#### [READING PASSAGE]

*****

The 2015 amendments to Rule 37(e) have given with one hand and taken away with the other. Rule 37(e) has provided certainty in some respects. For example, we now know that for sanctions (as opposed to curative measures) to be imposed, there must be a finding of intent to deprive the other party of the use of the evidence. This was the law in the Seventh Circuit before 2015, but was not the law elsewhere. Litigants and parties now have uniformity with this standard.

But the amendments raised a host of other issues, including which party bears the burden of proof as to the various aspects of Rule 37(e), and what the quantum of that burden is. The amendments have also highlighted a division among judges as to who should determine the elements of prejudice and intent: the judges themselves or the juries hearing the case. To the extent that the amendments were intended to decrease the number of spoliation motions, that goal doesn't appear to have been realized. I have a never-ending stream of spoliation motions.

Unfortunately, attorneys—and even some judges—haven't caught on to the amendments to Rule 37(e). In fact, during a recent trial, an attorney raised the issue of alleged spoliation of ESI. So, I asked the attorney if he was making a Rule 37(e) motion in the middle of trial, which is problematic for many reasons. The attorney responded by stating that he was unfamiliar with Rule 37(e). And take a look at many of the opinions being issued by courts. Many still cite pre-2015 case law, including case law explicitly rejected in the Advisory Committee Notes. Some recent ESI spoliation decisions don't even mention Rule 37(e).

There are many core competencies related to ediscovery that are not given priority, but the first step in addressing this failure is for the legal profession to care about ediscovery and know that it should care about ediscovery.

The problem starts in the law schools and then continues into practice. Few law schools teach ediscovery, and from what my clerks tell me it's rarely, if ever, mentioned during their legal education. This is shocking. Law schools that don't teach ediscovery are doing a disservice to not only their students but to the future clients of their graduates.

*****

[Stored items from a collection]
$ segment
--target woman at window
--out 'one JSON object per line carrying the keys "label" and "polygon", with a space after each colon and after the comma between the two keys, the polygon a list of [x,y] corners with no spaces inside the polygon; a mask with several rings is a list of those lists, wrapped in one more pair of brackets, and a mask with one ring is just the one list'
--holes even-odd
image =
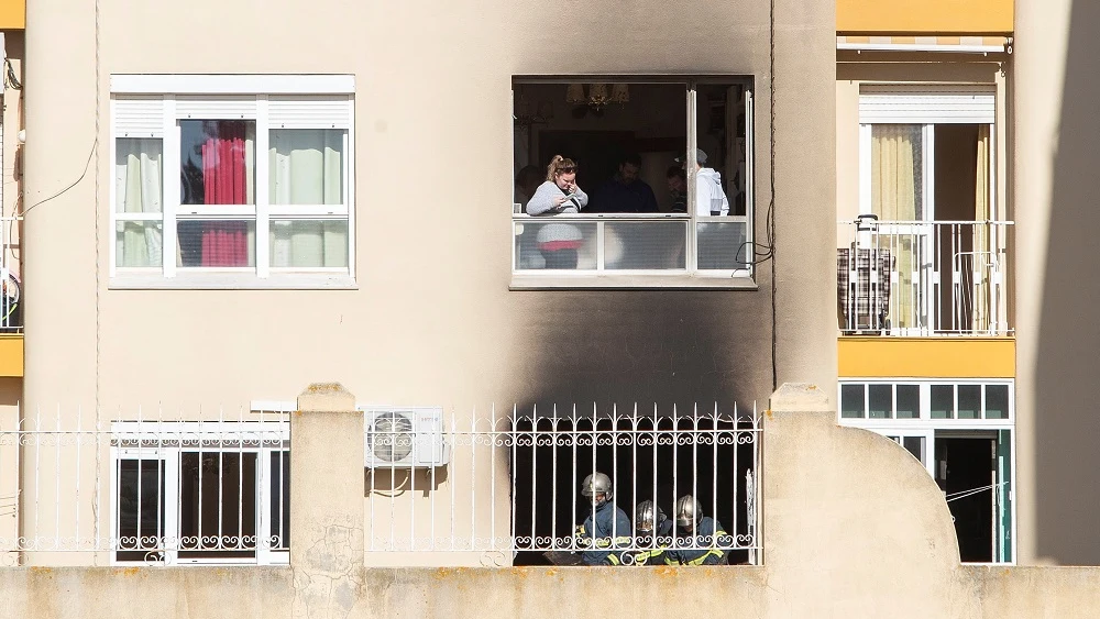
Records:
{"label": "woman at window", "polygon": [[[576,163],[554,155],[547,166],[547,180],[527,202],[527,214],[578,213],[588,205],[588,195],[576,186]],[[536,236],[549,269],[576,268],[578,250],[584,243],[581,230],[569,223],[547,223]]]}

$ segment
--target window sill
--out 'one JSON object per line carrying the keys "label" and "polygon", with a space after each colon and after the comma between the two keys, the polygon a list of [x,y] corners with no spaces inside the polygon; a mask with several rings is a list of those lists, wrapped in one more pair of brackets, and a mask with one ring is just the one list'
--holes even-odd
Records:
{"label": "window sill", "polygon": [[509,290],[756,290],[748,276],[513,274]]}
{"label": "window sill", "polygon": [[355,278],[317,273],[278,274],[266,278],[240,274],[117,275],[111,290],[358,290]]}

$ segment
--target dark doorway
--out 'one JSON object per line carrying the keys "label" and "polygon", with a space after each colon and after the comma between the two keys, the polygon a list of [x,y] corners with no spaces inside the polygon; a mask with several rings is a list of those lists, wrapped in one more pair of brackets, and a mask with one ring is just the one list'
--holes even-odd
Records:
{"label": "dark doorway", "polygon": [[947,494],[964,562],[993,561],[997,440],[936,439],[936,482]]}

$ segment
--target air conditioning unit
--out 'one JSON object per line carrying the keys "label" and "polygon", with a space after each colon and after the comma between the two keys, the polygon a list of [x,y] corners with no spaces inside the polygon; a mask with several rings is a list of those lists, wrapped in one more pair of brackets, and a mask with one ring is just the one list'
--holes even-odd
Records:
{"label": "air conditioning unit", "polygon": [[450,447],[443,434],[443,409],[364,407],[367,468],[443,466]]}

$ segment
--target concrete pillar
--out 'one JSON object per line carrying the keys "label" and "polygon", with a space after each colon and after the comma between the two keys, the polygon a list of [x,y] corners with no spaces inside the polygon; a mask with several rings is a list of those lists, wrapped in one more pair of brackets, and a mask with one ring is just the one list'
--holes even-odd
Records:
{"label": "concrete pillar", "polygon": [[363,457],[355,397],[310,385],[290,417],[294,617],[345,617],[361,597]]}

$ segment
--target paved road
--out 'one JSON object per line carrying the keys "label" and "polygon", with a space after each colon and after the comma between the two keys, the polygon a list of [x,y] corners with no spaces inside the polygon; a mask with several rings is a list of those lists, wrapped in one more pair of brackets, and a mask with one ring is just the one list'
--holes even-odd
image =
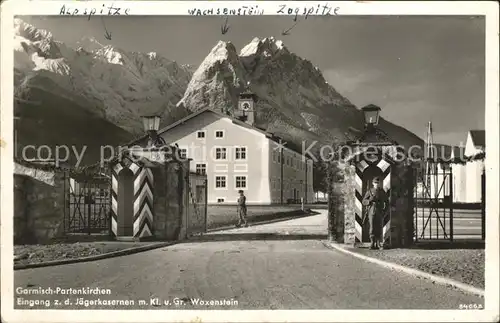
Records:
{"label": "paved road", "polygon": [[[129,308],[135,309],[457,309],[459,304],[484,304],[479,297],[327,249],[322,243],[325,228],[322,211],[309,218],[211,233],[130,256],[16,271],[15,286],[25,289],[111,290],[111,295],[16,298],[50,299],[52,308],[57,307],[56,299],[71,300],[69,308],[83,308],[76,305],[78,298],[134,300]],[[163,305],[151,304],[155,298]],[[139,305],[140,299],[147,304]],[[227,304],[207,307],[190,304],[189,299]]]}
{"label": "paved road", "polygon": [[[421,238],[441,238],[450,235],[450,212],[448,209],[432,210],[427,208],[419,208],[417,212],[416,227],[419,237]],[[480,210],[453,210],[453,238],[454,240],[461,239],[477,239],[481,240],[482,232],[482,217]],[[422,235],[422,230],[425,232]]]}

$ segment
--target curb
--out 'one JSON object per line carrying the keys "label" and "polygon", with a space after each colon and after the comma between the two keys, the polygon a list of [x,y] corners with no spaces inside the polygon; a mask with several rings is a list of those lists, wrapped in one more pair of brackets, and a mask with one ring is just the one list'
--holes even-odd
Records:
{"label": "curb", "polygon": [[[258,226],[258,225],[264,225],[264,224],[271,224],[275,222],[282,222],[282,221],[288,221],[288,220],[294,220],[294,219],[300,219],[300,218],[306,218],[308,216],[313,216],[313,215],[318,215],[319,213],[305,213],[305,214],[300,214],[300,215],[289,215],[289,216],[284,216],[282,218],[277,218],[277,219],[271,219],[271,220],[264,220],[264,221],[257,221],[257,222],[248,222],[249,227],[253,226]],[[213,229],[208,229],[206,233],[209,232],[217,232],[217,231],[227,231],[231,229],[236,229],[234,225],[225,225],[219,228],[213,228]]]}
{"label": "curb", "polygon": [[67,265],[67,264],[74,264],[74,263],[79,263],[79,262],[88,262],[88,261],[95,261],[95,260],[101,260],[101,259],[107,259],[107,258],[132,255],[134,253],[139,253],[139,252],[143,252],[143,251],[149,251],[149,250],[153,250],[153,249],[168,247],[168,246],[171,246],[171,245],[176,244],[176,243],[178,243],[178,241],[152,243],[152,244],[148,244],[146,246],[133,247],[133,248],[123,249],[123,250],[118,250],[118,251],[113,251],[113,252],[107,252],[107,253],[103,253],[103,254],[95,255],[95,256],[71,258],[71,259],[63,259],[63,260],[53,260],[53,261],[39,262],[39,263],[33,263],[33,264],[17,264],[17,265],[14,264],[14,270]]}
{"label": "curb", "polygon": [[337,243],[323,242],[323,244],[327,248],[330,248],[330,249],[333,248],[333,249],[338,250],[340,252],[343,252],[345,254],[351,255],[351,256],[359,258],[359,259],[363,259],[365,261],[380,265],[382,267],[389,268],[392,270],[401,271],[401,272],[404,272],[404,273],[412,275],[412,276],[417,276],[420,278],[428,279],[428,280],[431,280],[433,282],[436,282],[436,283],[439,283],[442,285],[453,286],[453,287],[460,289],[464,292],[471,293],[471,294],[474,294],[474,295],[477,295],[477,296],[484,298],[484,290],[483,289],[480,289],[480,288],[477,288],[477,287],[474,287],[474,286],[471,286],[468,284],[464,284],[462,282],[459,282],[459,281],[456,281],[456,280],[453,280],[450,278],[445,278],[442,276],[429,274],[429,273],[426,273],[426,272],[418,270],[418,269],[413,269],[413,268],[398,265],[398,264],[395,264],[395,263],[392,263],[389,261],[380,260],[380,259],[376,259],[374,257],[369,257],[369,256],[365,256],[365,255],[362,255],[362,254],[359,254],[356,252],[352,252],[352,251],[347,250],[345,247],[340,246]]}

*****

#### [STATED TASK]
In the passage on Rule 37(e), explain why the writer says litigants and parties now have uniformity on the standard for sanctions.

#### [CORRECT RESPONSE]
Since the 2015 amendments, sanctions (as opposed to curative measures) require a finding of intent to deprive the other party of the use of the evidence. Before 2015 that was the law only in the Seventh Circuit, so the amendments turned a regional rule into one standard for everyone.